* **DOCUMENT SEGMENT**
Parish Nursing Provides Resources for Local Churches
Church and food go hand-in-hand. “It’s a sign of hospitality,” said Joyce Kaatz, Parish Nurse at Our Savior’s Lutheran Church. “It brings people together.”
But a recent study showed people who regularly attend church activities are more likely to become obese, and it made Kaatz and Church Food Coordinator Debbie Eekhoff examine the menus at their church. They realized the food could be healthier and they wanted to learn how. So Kaatz and Sanford Health’s Parish Nurse Coordinator Karla Lubben applied for a grant from the Sanford Health Foundation’s Parish Nurse Fund for a Parish Nurse Food Seminar.
Parish Nurses play a key role in the community by integrating faith and health and acting as registered nurses, health educators, counselors and advisors in the parish. The Foundation’s Parish Nurse Fund helps provide education to the parish nurses, by offering grants for special projects and ministries and reducing the fee for this seminar.
“As a church, we’re also a teaching institution and we need to set the example in mind, body and soul,” Kaatz said. They invited Parish Nurses and kitchen volunteers from various churches throughout the community to find ways to improve the food they serve.
“We know ours isn’t the only church with challenges,” Eekhoff said.

* **TASK BRIEF**
Could you quote the part of the parish nursing article that opens with the words "Parish Nurses play" and closes with "for this seminar."? None of the items relates to the parish nursing article.

* **GIVEN RECORDS**
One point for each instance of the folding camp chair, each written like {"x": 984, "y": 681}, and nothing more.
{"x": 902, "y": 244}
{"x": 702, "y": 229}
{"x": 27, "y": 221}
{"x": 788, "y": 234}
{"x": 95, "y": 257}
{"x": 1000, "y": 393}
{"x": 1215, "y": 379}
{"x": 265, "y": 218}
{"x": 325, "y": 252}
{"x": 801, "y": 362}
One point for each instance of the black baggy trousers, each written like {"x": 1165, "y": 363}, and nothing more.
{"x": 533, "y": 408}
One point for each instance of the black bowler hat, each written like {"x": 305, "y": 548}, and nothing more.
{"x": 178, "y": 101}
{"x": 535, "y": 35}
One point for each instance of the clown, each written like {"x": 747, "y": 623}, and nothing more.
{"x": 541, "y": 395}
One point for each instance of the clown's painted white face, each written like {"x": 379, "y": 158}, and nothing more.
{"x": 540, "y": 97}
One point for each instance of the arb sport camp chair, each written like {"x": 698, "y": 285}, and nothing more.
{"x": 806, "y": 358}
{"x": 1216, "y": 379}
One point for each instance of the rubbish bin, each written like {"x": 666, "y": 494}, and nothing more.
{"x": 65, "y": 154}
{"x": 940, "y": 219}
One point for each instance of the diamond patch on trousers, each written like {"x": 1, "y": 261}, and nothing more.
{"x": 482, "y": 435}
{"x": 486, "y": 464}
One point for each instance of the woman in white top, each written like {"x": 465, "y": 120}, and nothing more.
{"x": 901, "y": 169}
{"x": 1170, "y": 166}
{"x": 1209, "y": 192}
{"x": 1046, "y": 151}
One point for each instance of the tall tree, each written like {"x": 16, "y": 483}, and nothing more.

* **EXERCISE OUTPUT**
Parish Nurses play a key role in the community by integrating faith and health and acting as registered nurses, health educators, counselors and advisors in the parish. The Foundation’s Parish Nurse Fund helps provide education to the parish nurses, by offering grants for special projects and ministries and reducing the fee for this seminar.